■ What you need to do
Revise the listing below so that every occurrence of "large glossy leaf" reads "broad shiny leaf" instead. Reproduce all other text without change.
_ _ _ _ _ _ _
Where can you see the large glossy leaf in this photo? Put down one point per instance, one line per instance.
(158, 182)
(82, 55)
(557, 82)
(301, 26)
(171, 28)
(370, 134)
_ _ _ _ _ _ _
■ Output below
Where can you see the broad shiny leaf in this photo? Put down one point per instance, one line per instance.
(158, 182)
(82, 55)
(557, 82)
(301, 26)
(171, 28)
(370, 134)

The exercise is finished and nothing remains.